>> Begin Task input
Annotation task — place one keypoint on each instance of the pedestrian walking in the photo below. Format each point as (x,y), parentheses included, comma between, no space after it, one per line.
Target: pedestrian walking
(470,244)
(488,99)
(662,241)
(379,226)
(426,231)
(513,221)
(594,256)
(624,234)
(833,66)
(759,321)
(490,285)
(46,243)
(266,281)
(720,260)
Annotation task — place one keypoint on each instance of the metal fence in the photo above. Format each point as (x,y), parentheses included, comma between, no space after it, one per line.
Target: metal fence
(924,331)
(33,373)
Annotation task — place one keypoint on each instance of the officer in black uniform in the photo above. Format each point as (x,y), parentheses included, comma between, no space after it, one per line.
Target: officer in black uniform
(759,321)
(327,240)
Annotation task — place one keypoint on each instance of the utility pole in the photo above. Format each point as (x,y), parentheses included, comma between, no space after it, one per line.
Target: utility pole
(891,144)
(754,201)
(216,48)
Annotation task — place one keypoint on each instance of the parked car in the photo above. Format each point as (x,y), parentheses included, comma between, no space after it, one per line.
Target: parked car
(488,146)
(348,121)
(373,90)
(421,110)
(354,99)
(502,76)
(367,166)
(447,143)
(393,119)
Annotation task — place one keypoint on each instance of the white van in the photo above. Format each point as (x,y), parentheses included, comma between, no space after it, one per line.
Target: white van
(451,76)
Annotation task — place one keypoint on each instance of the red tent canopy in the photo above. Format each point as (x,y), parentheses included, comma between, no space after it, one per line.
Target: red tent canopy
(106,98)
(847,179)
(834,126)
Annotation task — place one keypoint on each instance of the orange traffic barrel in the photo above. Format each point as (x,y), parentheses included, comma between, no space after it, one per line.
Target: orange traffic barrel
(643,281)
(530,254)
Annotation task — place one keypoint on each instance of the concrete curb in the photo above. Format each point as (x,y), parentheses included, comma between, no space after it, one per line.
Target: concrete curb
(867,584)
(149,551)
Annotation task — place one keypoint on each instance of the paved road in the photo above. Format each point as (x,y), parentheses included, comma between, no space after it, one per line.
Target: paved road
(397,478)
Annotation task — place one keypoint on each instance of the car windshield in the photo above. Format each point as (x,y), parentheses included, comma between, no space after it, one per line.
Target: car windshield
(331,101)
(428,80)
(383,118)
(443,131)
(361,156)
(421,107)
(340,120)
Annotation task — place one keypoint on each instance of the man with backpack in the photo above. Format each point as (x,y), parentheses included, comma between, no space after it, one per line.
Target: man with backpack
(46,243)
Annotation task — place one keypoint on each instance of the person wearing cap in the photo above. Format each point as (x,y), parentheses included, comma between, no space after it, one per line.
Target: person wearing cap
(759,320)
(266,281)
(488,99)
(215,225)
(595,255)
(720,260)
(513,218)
>> End Task input
__To do__. Recast every line of the rows above as a Markdown table with the columns "No" and "Line", numbering each line and leaving out blank lines.

__Exercise result__.
| No | Line |
|---|---|
| 1 | Annotation task — place one keypoint on each instance of the pedestrian walking in the photo below. Format each point as (x,y), parentheses included, comma between, no space after it, one per line. |
| 2 | Target: pedestrian walking |
| 3 | (470,244) |
| 4 | (488,99) |
| 5 | (662,241) |
| 6 | (379,226) |
| 7 | (426,231) |
| 8 | (513,221) |
| 9 | (594,256) |
| 10 | (624,234) |
| 11 | (833,66) |
| 12 | (759,321) |
| 13 | (490,285) |
| 14 | (46,243) |
| 15 | (266,281) |
| 16 | (720,260) |
| 17 | Annotation task — place one keypoint on each instance of the metal fence in the photo above. Format each point as (x,y), parentheses included, comma between, no space after it, one per line. |
| 18 | Target: metal fence |
| 19 | (924,331) |
| 20 | (33,373) |
| 21 | Annotation task — place one keypoint on each instance of the officer in black uniform in the photo above. Format each point as (x,y), parentheses included, comma between, no space after it, one per line. |
| 22 | Target: officer in black uniform |
| 23 | (759,321) |
| 24 | (327,240) |
| 25 | Annotation task — place one keypoint on each instance of the utility pole in the photo above. Format each point as (x,y), parentheses included, comma between, no space after it, one per line. |
| 26 | Target: utility pole |
| 27 | (891,144) |
| 28 | (754,201) |
| 29 | (216,48) |
| 30 | Annotation task — place one keypoint on each instance of the parked car in the photo above. Format each point as (x,y), parentheses included, comma between, no space after it, one per line. |
| 31 | Target: parked car |
| 32 | (488,146) |
| 33 | (348,121) |
| 34 | (373,90) |
| 35 | (421,110) |
| 36 | (354,99) |
| 37 | (502,76) |
| 38 | (367,166) |
| 39 | (447,143) |
| 40 | (393,119) |
| 41 | Annotation task — place one keypoint on each instance of the white van in the photo above. Format each point as (x,y), parentheses included, comma between, no space after it, one per line. |
| 42 | Target: white van |
| 43 | (451,76) |
| 44 | Annotation task — place one keypoint on each instance of the red tent canopy in the photo above. Format each point as (x,y), parentheses included, comma between, no space after it, one per line. |
| 45 | Target: red tent canopy |
| 46 | (106,98) |
| 47 | (847,179) |
| 48 | (834,126) |
| 49 | Annotation task — place one keypoint on each instance of the orange traffic barrel in the photo above. Format each point as (x,y), parentheses included, comma between, no space after it, one per line. |
| 50 | Target: orange traffic barrel |
| 51 | (643,281) |
| 52 | (530,254) |
| 53 | Annotation task — place one keypoint on each instance of the concrete curb in the photo above. Format each point as (x,y), parentheses included, comma between, no space after it, one per line. |
| 54 | Target: concrete curb |
| 55 | (867,584) |
| 56 | (149,551) |
| 57 | Annotation task — place one keypoint on each instance of the paved road in the photo above. Format each point as (x,y), parentheses included, comma between, no space after it, one per line. |
| 58 | Target: paved road |
| 59 | (397,478) |
| 60 | Annotation task — place one keypoint on each instance of the car windshield in the photo above. Format each point as (x,y), parentheses included, comma between, no space after it, one per line. |
| 61 | Target: car windshield |
| 62 | (331,101) |
| 63 | (428,80) |
| 64 | (383,118) |
| 65 | (443,131) |
| 66 | (361,156) |
| 67 | (421,107) |
| 68 | (340,120) |
| 69 | Annotation task — place one keypoint on each instance of the man with backpack in the photo above. Format each point as (x,y), parentheses included, comma between, no space after it, one per line. |
| 70 | Target: man with backpack |
| 71 | (46,243) |
| 72 | Annotation task — place one keypoint on each instance of the person wearing cap in the photo above. Format each point as (x,y), parentheses included, comma between, no space after it, one per line. |
| 73 | Target: person wearing cap |
| 74 | (759,320) |
| 75 | (266,281) |
| 76 | (488,99) |
| 77 | (215,225) |
| 78 | (595,255) |
| 79 | (720,260) |
| 80 | (513,218) |